**Work to complete**
Write the records out exactly as they read, but not the pictures.

[Image-grounded pointing data]
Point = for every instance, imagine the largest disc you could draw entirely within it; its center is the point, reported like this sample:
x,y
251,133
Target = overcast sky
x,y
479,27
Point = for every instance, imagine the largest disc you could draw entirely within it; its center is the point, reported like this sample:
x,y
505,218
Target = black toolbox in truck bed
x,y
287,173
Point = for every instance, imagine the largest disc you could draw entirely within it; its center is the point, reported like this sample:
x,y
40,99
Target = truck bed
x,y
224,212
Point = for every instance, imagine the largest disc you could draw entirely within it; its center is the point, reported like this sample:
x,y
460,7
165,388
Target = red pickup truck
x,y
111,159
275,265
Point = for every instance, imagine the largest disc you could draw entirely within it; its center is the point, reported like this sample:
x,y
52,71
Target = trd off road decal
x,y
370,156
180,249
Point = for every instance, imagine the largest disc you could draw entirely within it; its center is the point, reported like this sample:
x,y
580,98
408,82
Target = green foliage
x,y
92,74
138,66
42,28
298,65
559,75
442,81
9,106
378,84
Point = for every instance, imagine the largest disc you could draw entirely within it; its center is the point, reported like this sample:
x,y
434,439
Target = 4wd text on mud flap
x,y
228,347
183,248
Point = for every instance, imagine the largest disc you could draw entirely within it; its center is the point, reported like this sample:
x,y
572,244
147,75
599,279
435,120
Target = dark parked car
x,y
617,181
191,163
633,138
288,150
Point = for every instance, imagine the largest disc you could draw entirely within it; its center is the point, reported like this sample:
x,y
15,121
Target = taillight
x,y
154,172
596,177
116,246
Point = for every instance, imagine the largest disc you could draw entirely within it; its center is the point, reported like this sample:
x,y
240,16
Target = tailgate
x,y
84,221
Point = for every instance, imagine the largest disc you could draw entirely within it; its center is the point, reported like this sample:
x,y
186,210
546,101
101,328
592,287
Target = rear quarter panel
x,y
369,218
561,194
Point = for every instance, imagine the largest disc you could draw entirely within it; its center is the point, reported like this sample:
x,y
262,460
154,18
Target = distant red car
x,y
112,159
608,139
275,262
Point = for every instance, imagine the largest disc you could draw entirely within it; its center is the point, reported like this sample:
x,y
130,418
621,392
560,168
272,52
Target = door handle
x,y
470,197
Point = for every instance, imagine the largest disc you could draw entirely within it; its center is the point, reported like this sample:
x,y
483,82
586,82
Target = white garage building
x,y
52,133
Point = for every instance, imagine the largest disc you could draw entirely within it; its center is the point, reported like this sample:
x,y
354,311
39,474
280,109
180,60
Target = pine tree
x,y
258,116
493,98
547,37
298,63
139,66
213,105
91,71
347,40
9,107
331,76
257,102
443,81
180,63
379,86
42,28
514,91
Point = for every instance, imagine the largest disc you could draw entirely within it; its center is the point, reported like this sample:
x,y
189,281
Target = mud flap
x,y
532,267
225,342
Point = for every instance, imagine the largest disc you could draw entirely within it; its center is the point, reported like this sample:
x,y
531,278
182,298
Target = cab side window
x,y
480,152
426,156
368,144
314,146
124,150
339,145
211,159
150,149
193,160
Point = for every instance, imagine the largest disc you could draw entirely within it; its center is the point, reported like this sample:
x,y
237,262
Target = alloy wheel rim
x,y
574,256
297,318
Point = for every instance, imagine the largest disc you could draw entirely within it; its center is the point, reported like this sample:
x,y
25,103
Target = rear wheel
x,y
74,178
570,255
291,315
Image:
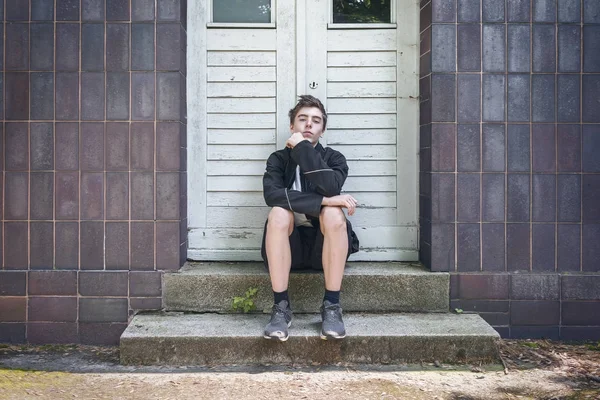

**Answer to the exercise**
Point = for every instance, imagine the largest disc you could draw entirely within it; its center is the point, reported like this sample:
x,y
251,133
Target = overcast sky
x,y
479,27
Point = for every instance, imagine the largest disc you could draw entirely within it; its center is the point, reported like this sample:
x,y
505,218
Target = black toolbox in truck bed
x,y
287,173
Point = for every instance, imagine the largest disc you could draw entirely within it; its center is the point, reported like this sample:
x,y
40,99
Target = truck bed
x,y
224,212
Point = for every instance, imagine the largest disc you could draw entirely within it; its center is the point, reported like this sample:
x,y
460,7
165,388
Target = red pickup truck
x,y
111,159
275,265
Point = for every instance, imagine the largest disc you could draw entirely within it; its center is the point, reported like this sample:
x,y
52,71
Target = trd off road decal
x,y
370,156
180,249
Point = for every instance, imagine the largest disc you could draw entirely within it; its center is the point, reported like this sample:
x,y
580,98
408,82
Target = green foliage
x,y
92,74
138,66
42,28
298,65
559,75
442,81
9,106
378,84
Point = for every instance, imagine the largest disc you could draw entirely within it; its center is the point, reported like this sample:
x,y
434,439
Target = 4wd text on mud flap
x,y
228,347
183,248
Point = for every instance, imagine the largest disc you could draw entirely within it; its center is the point, reported like this sample:
x,y
572,244
147,75
599,279
435,120
Target = dark parked car
x,y
617,181
191,163
633,138
288,150
Point = for every instance, imagine the largest disc you could draw entirely within it; its center is the point, reported like this sample:
x,y
15,121
Target = taillight
x,y
154,172
596,177
116,246
Point = for every instance, imagine the largest disc you could draw entirely within it; its center is the point, reported like this sample:
x,y
240,16
Target = tailgate
x,y
84,221
Point = for every instance, imagine the largest disc you could draw entirely within it; its center is the point, reported like this sample:
x,y
186,210
546,101
101,328
592,287
Target = rear quarter panel
x,y
369,218
561,194
Point = for every instance, imagine the largest disc you could draw entirely within it; its center is the point, reported like this sample:
x,y
262,460
154,18
Target = distant red car
x,y
112,159
608,139
275,262
Point = for every instance, imagine the largest disc you could draw entirely within it; its center is the point, reported like this sample:
x,y
130,418
621,392
560,168
272,52
Target = door handle
x,y
470,197
Point = for every instance, imagine the largest disc you could draw entirely within it; its center is the point, reported like this sample:
x,y
483,82
586,82
Target = white garage building
x,y
52,133
Point = for every instance, imagine the largest disc you could draw entirely within it; its center is the point, reported like this sample:
x,y
354,311
39,474
280,109
180,60
Target = pine tree
x,y
258,116
493,98
547,37
298,63
139,66
213,105
91,71
347,40
9,107
331,76
257,102
443,81
180,63
379,86
42,28
514,91
Point = for every instance, imagine the largest disc you could draw entirely within it; its center is the point, reported like this sample:
x,y
189,281
Target = mud flap
x,y
532,267
225,342
Point = for every instance, imagine the largest disc you could draw entirely within it; its center is the point, reported like this sample:
x,y
531,278
182,298
Target = cab side window
x,y
480,152
426,156
368,144
314,146
124,150
339,145
211,159
150,149
193,160
Point = for every instance, imagine the largest disc you could draw entirely within it; its center is the point, reported like this sample:
x,y
237,262
Target = alloy wheel rim
x,y
574,256
297,318
Point = for every instance, imagine the largest disc you could draw entirely within it; its center is the point, reported like this sample:
x,y
25,103
Target = rear wheel
x,y
74,178
570,255
291,315
Image:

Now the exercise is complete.